● Extracted text
§

Captains have both experienced pivotal moments and reversals of fortunes in absorbing Adelaide encounter

For the best part of three days of the first week of an unseasonal start to southern summer, the only heat to be found in Adelaide was that directed at England captain Joe Root and his gamble to bowl first upon winning the coin toss in the second Ashes Magellan Test.

But in the passing of barely 24 hours, fortune's wheel has spun so unpredictably a half-turn that now the searchlight has fallen on Root's captaincy counterpart Steve Smith and the pair whose cricket lives have been so distantly intertwined now fuse on what looms as a pivotal fifth day at Adelaide Oval.

Day wrap: Second Test poised for dramatic finale

Root, the Yorkshire lad who completed a five-month stint as a teenage apprentice in Adelaide club cricket, can conceivably lead his team to the sort of win that forges legend as well as rewrites history if he can help them score a further 178 runs on Wednesday.

Smith, born of an English mother and who could have played for England until he renounced his right to dual citizenship in the way that our politicians don't after a time playing league cricket in county Kent, is staring at his own hefty slice of unwanted history.

Having seen his team dominate this Test to the extent that some credentialled commentators were daring to whisper the ‘whitewash' word, he now stands a genuine risk of becoming the second skipper in more than 140 years of Tests to lose a match after choosing not to enforce the follow-on.

Bolstering Root's sense of destiny is the reality that he remains unbeaten at the wicket on 67 and the mainstay of his team's chances of reaching the victory target of 354 which means, as his team's best batter, he embodies England's hopes.

Compounding Smith's obvious frustration at having effectively gifted his Ashes foes their only realistic chance of clawing back into a contest upon which Australia held the whip hand until their Monday night batting collapse, was the profligate use of the DRS system that he oversaw today.

Aussies waste two reviews in three balls

Which leaves Australia with no option available to query any line-ball calls or dispute the possible abject howlers from a couple of umpires who have been shown to be fallible by the number of DRS successful challenges lodged, before Smith and his men redressed that imbalance this evening.

The manner in which the on-field review protocols – traditionally the discretion of a committee comprised of captain, keeper and bowler – went awry was one of several issues that Australia's Bupa Support Team assistant coach David Saker conceded the team has got wrong in the past two days.

With retrospect's invariable clarity, the decision not to enforce the follow-on and send England – then 215 runs in arrears and, according to their star seam bowler James Anderson, feeling like the game was slipping from them – back to the crease was identified another potential clanger.

"In hindsight it probably is (a regret)," Saker conceded at the end of the fourth day that sees England 4-176 after Australia was bowled out for 138 in their second innings that began under lights on Monday.

"We probably didn't think it (the ball) was going to move around like it did.

We're still reasonably confident: Saker

"There's obviously different reasons why you go out and have a bat, and one is to give your own bowlers a rest but it's also to give the opposition bowlers more time to go out there and bowl because it's a five-game series and that can sometimes affect them.

"But I'm not sure about the conversation they were having out in the middle.

"There was messages going to and from the dressing room about the possibility (of enforcing the follow-on) but Steven obviously made the decision that he thought the bowlers had bowled enough and that will do.

§

● Data

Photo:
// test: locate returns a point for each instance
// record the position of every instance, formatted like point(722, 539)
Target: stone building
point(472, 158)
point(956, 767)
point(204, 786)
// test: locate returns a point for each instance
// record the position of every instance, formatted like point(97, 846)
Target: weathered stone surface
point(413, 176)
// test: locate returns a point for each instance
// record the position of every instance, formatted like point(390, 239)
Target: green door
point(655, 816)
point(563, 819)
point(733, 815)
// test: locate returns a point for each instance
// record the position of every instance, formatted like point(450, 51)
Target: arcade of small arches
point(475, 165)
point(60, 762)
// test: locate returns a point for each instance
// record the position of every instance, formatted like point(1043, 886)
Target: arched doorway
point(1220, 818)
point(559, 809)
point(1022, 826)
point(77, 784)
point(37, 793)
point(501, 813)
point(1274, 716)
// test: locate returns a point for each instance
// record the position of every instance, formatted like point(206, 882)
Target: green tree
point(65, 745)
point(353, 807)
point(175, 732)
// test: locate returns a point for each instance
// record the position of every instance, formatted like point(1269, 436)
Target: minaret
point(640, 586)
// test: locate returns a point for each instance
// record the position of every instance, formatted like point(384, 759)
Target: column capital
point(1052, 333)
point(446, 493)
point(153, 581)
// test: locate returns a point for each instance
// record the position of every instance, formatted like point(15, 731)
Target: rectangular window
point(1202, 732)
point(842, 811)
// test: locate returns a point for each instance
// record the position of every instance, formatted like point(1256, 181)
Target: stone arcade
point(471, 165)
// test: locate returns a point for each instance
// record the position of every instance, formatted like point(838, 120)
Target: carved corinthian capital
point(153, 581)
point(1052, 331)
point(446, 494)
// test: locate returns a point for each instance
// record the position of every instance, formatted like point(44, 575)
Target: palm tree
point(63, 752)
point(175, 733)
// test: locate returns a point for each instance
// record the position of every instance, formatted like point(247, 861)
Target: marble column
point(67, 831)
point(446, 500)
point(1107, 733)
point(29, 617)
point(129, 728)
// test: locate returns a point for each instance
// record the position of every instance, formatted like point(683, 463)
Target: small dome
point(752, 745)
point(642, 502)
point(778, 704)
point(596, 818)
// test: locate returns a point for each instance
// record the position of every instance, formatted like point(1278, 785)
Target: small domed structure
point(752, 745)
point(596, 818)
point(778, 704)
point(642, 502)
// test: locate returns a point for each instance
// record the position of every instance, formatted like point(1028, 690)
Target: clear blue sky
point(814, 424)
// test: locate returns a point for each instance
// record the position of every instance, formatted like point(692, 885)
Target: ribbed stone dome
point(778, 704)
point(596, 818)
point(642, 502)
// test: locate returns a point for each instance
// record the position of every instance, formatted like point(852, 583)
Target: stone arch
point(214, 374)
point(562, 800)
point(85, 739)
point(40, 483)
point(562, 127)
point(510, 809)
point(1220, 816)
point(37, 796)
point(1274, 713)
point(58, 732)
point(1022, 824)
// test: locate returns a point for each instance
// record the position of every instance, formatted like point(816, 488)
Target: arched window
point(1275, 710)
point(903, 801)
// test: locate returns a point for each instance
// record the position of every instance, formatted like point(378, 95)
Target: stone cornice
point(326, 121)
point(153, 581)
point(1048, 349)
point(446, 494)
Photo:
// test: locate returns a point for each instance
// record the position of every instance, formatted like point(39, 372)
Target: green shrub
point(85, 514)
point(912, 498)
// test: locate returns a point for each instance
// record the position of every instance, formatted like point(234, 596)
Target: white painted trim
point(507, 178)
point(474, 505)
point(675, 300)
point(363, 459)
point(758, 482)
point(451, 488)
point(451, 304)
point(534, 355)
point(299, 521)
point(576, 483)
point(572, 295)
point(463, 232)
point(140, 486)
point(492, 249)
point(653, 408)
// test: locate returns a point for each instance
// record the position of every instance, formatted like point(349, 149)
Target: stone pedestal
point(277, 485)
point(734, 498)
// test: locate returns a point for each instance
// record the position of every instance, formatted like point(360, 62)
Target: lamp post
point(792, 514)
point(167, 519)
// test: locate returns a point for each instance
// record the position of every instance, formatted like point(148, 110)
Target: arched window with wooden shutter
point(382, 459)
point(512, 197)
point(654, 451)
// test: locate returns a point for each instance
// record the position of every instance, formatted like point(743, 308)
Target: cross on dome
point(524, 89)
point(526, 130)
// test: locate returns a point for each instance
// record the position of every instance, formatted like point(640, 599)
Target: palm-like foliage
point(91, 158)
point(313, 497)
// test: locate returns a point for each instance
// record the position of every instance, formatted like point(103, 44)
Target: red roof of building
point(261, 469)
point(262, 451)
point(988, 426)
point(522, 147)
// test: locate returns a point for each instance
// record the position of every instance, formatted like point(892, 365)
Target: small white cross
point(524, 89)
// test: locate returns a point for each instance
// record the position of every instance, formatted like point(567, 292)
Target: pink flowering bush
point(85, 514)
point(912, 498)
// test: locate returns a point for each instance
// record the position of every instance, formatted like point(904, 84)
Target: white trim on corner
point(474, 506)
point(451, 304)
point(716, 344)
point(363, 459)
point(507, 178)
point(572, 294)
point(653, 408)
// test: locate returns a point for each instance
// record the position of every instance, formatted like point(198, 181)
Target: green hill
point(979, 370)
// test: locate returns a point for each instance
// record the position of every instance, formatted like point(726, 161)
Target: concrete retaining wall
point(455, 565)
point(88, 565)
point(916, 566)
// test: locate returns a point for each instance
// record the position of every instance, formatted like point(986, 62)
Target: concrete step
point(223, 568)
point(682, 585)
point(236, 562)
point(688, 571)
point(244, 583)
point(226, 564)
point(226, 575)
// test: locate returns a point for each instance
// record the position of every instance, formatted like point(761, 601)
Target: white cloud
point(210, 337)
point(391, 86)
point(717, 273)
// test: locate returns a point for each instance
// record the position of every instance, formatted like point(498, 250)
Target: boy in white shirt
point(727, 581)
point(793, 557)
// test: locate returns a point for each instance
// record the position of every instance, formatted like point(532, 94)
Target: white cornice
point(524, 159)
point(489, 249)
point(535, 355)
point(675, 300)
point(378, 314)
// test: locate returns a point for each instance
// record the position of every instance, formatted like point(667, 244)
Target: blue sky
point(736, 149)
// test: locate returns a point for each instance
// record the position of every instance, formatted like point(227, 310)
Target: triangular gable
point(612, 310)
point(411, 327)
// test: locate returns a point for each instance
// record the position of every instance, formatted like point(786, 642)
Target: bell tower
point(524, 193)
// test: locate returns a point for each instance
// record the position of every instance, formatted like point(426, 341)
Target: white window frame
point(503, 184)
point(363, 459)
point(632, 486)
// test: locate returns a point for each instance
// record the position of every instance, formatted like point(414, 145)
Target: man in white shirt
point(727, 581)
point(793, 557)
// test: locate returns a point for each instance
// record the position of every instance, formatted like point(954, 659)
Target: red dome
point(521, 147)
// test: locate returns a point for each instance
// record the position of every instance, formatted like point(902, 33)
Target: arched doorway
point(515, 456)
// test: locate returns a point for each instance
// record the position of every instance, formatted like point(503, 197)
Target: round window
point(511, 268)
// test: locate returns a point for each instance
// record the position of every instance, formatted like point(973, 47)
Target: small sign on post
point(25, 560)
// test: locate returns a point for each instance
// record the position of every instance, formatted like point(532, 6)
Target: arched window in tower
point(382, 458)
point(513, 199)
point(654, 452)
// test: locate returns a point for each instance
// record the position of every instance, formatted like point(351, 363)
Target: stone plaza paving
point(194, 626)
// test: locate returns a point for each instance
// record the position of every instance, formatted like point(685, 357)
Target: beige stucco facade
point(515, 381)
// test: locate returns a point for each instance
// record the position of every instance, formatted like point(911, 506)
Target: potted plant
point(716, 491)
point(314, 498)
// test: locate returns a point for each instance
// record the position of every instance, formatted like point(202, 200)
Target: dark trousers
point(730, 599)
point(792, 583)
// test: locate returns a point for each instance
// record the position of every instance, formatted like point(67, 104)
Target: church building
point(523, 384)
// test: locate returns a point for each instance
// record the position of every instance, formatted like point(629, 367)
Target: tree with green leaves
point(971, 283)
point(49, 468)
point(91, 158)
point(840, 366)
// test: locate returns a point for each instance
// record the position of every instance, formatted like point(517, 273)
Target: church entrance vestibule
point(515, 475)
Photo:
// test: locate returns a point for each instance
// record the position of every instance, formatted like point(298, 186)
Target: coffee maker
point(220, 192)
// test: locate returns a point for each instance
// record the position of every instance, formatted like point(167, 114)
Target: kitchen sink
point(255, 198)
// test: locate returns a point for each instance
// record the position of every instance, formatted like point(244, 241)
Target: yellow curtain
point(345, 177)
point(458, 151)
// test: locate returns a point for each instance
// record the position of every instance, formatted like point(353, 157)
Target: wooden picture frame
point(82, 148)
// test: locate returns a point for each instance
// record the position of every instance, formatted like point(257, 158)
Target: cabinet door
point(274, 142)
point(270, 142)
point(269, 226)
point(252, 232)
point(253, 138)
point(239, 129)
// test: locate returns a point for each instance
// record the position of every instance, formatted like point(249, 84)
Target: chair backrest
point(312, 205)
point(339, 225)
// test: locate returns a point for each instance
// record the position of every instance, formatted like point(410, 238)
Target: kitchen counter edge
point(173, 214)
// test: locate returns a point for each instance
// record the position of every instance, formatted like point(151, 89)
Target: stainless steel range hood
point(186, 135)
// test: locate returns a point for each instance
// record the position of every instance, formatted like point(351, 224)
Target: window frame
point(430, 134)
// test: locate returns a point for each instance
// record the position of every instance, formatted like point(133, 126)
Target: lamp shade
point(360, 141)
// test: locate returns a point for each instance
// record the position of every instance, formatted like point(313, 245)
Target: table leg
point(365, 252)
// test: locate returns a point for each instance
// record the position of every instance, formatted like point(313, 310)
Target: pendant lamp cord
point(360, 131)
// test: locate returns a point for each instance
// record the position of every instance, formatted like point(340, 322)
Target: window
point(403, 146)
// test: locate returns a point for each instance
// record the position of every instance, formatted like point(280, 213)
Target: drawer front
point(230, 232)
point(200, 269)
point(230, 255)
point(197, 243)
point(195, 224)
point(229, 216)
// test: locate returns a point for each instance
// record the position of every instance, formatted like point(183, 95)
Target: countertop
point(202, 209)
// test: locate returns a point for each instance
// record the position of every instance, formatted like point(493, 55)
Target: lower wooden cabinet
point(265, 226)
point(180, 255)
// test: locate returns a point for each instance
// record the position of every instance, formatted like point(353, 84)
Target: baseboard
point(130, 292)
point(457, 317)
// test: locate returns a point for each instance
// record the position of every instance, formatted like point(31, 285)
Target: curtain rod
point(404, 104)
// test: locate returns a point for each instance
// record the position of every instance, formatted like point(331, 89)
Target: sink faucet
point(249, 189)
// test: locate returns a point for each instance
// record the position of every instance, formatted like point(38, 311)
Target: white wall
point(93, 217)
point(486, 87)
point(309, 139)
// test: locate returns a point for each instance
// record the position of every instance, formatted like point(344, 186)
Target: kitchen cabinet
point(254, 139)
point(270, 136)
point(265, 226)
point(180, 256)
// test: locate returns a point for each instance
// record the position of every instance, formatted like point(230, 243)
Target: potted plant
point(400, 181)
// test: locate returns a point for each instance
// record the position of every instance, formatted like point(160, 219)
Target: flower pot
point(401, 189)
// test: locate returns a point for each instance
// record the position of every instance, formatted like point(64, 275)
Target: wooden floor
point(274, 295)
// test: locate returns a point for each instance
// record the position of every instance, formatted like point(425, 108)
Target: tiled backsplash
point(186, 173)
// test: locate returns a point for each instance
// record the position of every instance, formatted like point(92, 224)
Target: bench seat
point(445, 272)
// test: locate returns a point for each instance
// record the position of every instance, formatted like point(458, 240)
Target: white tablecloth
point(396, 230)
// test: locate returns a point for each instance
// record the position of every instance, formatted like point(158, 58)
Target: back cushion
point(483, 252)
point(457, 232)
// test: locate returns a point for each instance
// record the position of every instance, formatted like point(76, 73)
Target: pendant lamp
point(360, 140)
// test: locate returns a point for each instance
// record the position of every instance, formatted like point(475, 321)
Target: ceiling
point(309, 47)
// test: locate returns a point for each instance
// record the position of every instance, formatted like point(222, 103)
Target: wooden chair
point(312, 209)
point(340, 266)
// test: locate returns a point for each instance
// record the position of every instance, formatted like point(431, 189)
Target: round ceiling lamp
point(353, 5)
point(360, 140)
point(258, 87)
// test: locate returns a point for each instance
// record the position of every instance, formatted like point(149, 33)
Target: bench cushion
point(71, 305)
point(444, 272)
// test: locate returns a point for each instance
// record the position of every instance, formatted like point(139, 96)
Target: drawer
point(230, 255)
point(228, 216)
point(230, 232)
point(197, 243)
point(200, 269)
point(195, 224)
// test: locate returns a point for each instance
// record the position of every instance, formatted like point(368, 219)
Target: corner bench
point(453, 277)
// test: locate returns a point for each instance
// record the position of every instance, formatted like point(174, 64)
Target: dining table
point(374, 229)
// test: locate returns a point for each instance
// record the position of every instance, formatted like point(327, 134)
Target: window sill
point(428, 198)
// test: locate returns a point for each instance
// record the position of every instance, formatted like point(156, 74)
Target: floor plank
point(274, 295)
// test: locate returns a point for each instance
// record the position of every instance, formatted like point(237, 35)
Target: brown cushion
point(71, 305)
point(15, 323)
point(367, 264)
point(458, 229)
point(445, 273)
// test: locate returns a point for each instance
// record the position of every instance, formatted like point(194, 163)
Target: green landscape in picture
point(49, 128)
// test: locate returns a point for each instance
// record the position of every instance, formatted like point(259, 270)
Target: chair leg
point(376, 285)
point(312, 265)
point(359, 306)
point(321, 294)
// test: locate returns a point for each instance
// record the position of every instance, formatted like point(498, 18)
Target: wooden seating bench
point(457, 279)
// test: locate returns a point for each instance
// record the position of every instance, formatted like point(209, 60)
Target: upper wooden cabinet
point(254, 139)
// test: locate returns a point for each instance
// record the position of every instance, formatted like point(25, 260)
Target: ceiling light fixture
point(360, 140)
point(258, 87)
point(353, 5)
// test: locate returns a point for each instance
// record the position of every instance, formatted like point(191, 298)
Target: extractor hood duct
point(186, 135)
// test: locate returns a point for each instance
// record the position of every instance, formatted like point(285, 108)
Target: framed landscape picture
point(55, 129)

§

● Directions
**a.** In the Adelaide Test report, on what score did Joe Root remain unbeaten at the wicket?
**b.** Render this sentence from the Adelaide Test report into Spanish: "But I'm not sure about the conversation they were having out in the middle."
**c.** Carry on the Adelaide Test report from the point at which it stops.

● Responses per task
**a.** 67

**b.** Pero no estoy seguro de la conversación que estaban teniendo en el centro del campo.

**c.**
"In hindsight, we didn't get an opportunity to bowl with the new ball under lights, but that was our chance so maybe we got it wrong.

"At the end of the Test match we'll review that, but if we come out of this winning - which I think we will - we can say it was justified in some way."

Cummins sets Adelaide alight with late wicket

Having endured days of scornful opinion for his decision to bowl first under heavy cloud last Saturday – a call that ex-Australia captain Mark Taylor believes should still be judged an error even if England win the Test to level the Ashes series – Root must be feeling a tinge of vindication.

Although it has now been replaced by the weight of expectation that presses upon his own batting acumen.

But perhaps of greater significance is the impact a Root-inspired win could have on his touring party, his captaincy and even his legacy.

In much the same manner that the peerless Australia team of the turn of this century eulogises their 'come from nowhere' last-day Ashes win at Adelaide 11 years ago as the crowning glory of their stellar careers.

Certainly, the England players will remind Smith and his team of such a remarkable turnaround at every opportunity for the remainder of their collective playing days in much the same way that 'Amazing Adelaide' has tormented a generation of England cricketers in the way daylight impacts the vampire fraternity.

"To be honest, we are delighted to be in this position, to have any sort of chance of winning the game, which we didn't think we would have after the first couple of days," Anderson told reporters at day's end.

"I think it would be huge for us, both in terms of what it would do for our confidence as a team and obviously we'd be all square again in the series.

"I think it would potentially also have an effect on them (Australia), for a team to be in such a commanding position and to then lose that.

"It's very rare that a team declares and then loses the game, so if we can get a result tomorrow it would be huge for a number of reasons."

We wanted to show our character: Anderson

As former Australia captain Steve Waugh counselled prior to the series, Smith's inability to mask his inner frustration can be interpreted as a sign that he's losing patience with his on-field colleagues and control when making decisions.

It's a theme that former Test seamer Damien Fleming revisited in Optus Sport's ‘Stumps' program post-play when he compared Smith to the outwardly unflappable Taylor.

"You look at 'Tubby' (Taylor), he could be having the worst day of his life and you wouldn't have known," Fleming said.

"Smithy is more an emotional sort of guy, more body language.

"He needs to be checking himself or using (vice-captain) David Warner or his experienced players around him just to say ‘what am I projecting for the rest of the team?'."

But Saker, who was part of England's coaching structure when Root made his Test debut in India five years ago, does not believe the sudden swing in the respective fortunes of the Ashes captains (and their teams) will have a detrimental impact on Smith.

Even though he concedes that some of the calls he has made, or been a central party to, will doubtless cause some angst for a leader who struggles for a sound night's sleep even amid the most serene of circumstances.

"He's a very determined guy, so he'll think about things tonight and he'll make sure that when we turn up we're right to play," Saker said of Australia's captain.

"He's obviously frustrated with what's happened but I don't think he's really ruing the (follow-on) decision.

"Once the decision's made I hope he doesn't think about it too much, and he hasn't talked about that in the rooms.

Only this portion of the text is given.